作業内容 1:
掲載本文のうち、「第1章「大企業がなくなる―モデルチェンジする企業」」」から「を行っている人も少なくない。」までを、両端を含めてそのまま書き写してください。
作業内容 2:
次の(a)〜(c)が掲載本文の内容と一致するかを「はい」か「いいえ」で判定し、それぞれ根拠となる本文の語句をそのまま引用してください。
(a) 「会社員」や「サラリーマン」の概念は戦後になって生まれたとされている。
(b) 日本には100年以上続いている会社が一つもないと述べられている。
(c) 第2章の紹介では、日本型雇用システムに限界の兆候が見られると述べられている。

掲載本文:
会社員が消える 働き方の未来図

「会社員」と言う言葉は俗に「サラリーマン」と呼ばれることがある。もっとも会社の中で働き、給料を受け取るといった職業のことを指す。もっとも「会社員」や「サラリーマン」の概念は戦前からも存在しており、結構前であるのだが「サラリーマン誕生物語」にて書評も行ったことがある。戦前とはいえど20世紀であるため、「20世紀の産物」と言われており、21世紀になった現在でも存在するのだが、このところ会社員そのものが消えると行った論調が目立つようになった。本書はその一つであり、会社員はなぜなくなるのか、そして新しい働き方はどうなっていくのかについて取り上げている。

第1章「大企業がなくなる―モデルチェンジする企業」」

会社自体は日本では珍しく100年以上続く会社もちらほらある。とは言えど、ずっと安定的に続けられると言うわけではなく、明日倒産すると言うような突発的な事態もありうる(もちろん前触れもあるのだが)。さらに言うと、新しい会社も続々と出てきては倒産すると言った繰り返しがあり、なおかつ個人事業主も多く出てきており、会社勤めでなくても、仕事を行っている人も少なくない。

第2章「日本型雇用システムの限界―これまでの働き方の常識は通用しない」

もっとも会社員、サラリーマンを支えてきたのが「日本型雇用システム」であるのだが、そのシステムもシステム上限界の兆候が見られる。理由としては働き方そのものの多様化や労働観の多様化と言ったものが数多くある。もっとも時代が変わるとなると、技術や概念が変わることもまた必定である。そのため雇用システムそのものが変わりつつあるのだが、どのようにして獲得し、守っていくべきかを提示している。

元データ:
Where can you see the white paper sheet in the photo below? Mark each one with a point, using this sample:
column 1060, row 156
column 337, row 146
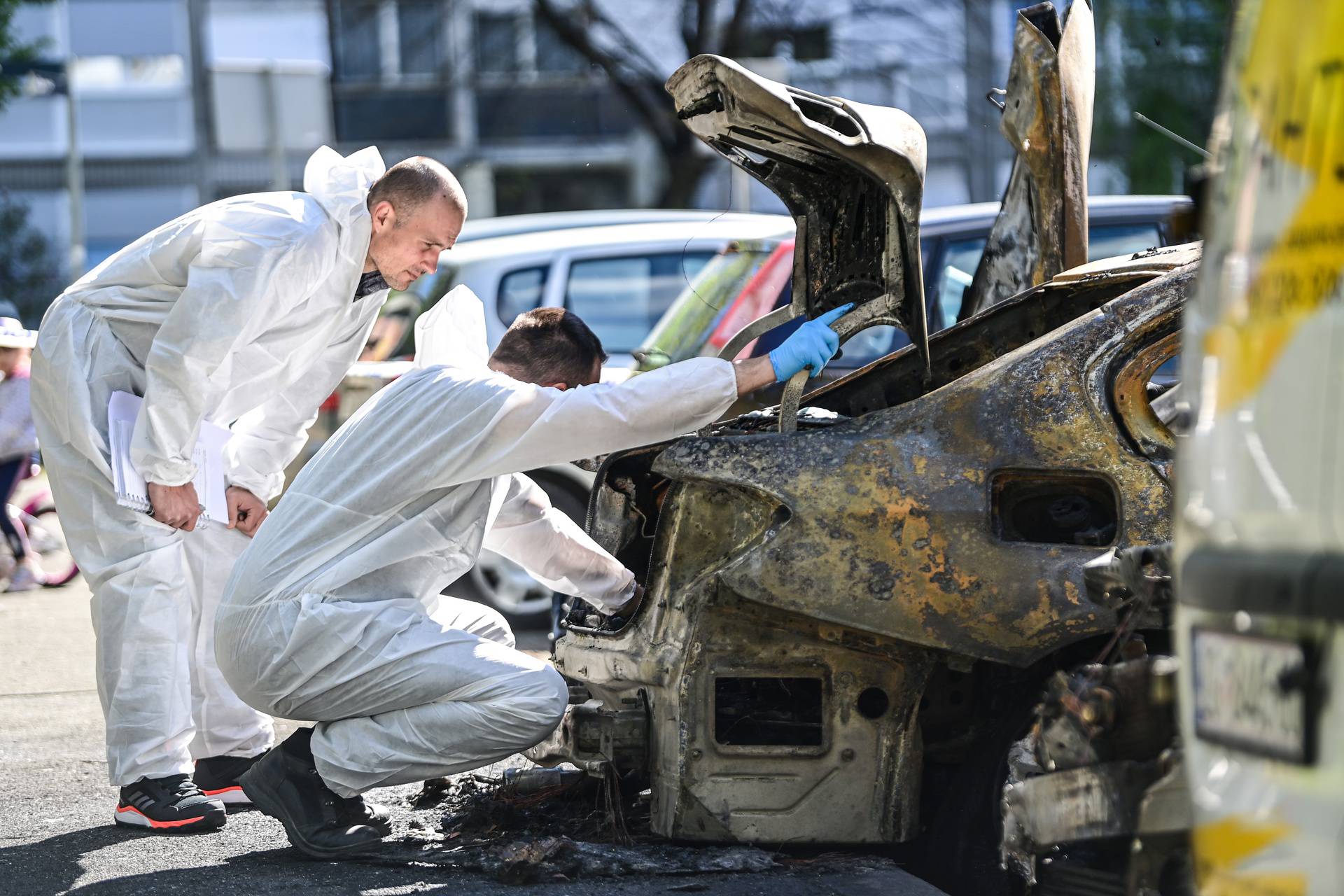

回答欄 1:
第1章「大企業がなくなる―モデルチェンジする企業」」

会社自体は日本では珍しく100年以上続く会社もちらほらある。とは言えど、ずっと安定的に続けられると言うわけではなく、明日倒産すると言うような突発的な事態もありうる(もちろん前触れもあるのだが)。さらに言うと、新しい会社も続々と出てきては倒産すると言った繰り返しがあり、なおかつ個人事業主も多く出てきており、会社勤めでなくても、仕事を行っている人も少なくない。

回答欄 2:
(a) いいえ。『「会社員」や「サラリーマン」の概念は戦前からも存在しており』
(b) いいえ。『100年以上続く会社もちらほらある』
(c) はい。『そのシステムもシステム上限界の兆候が見られる』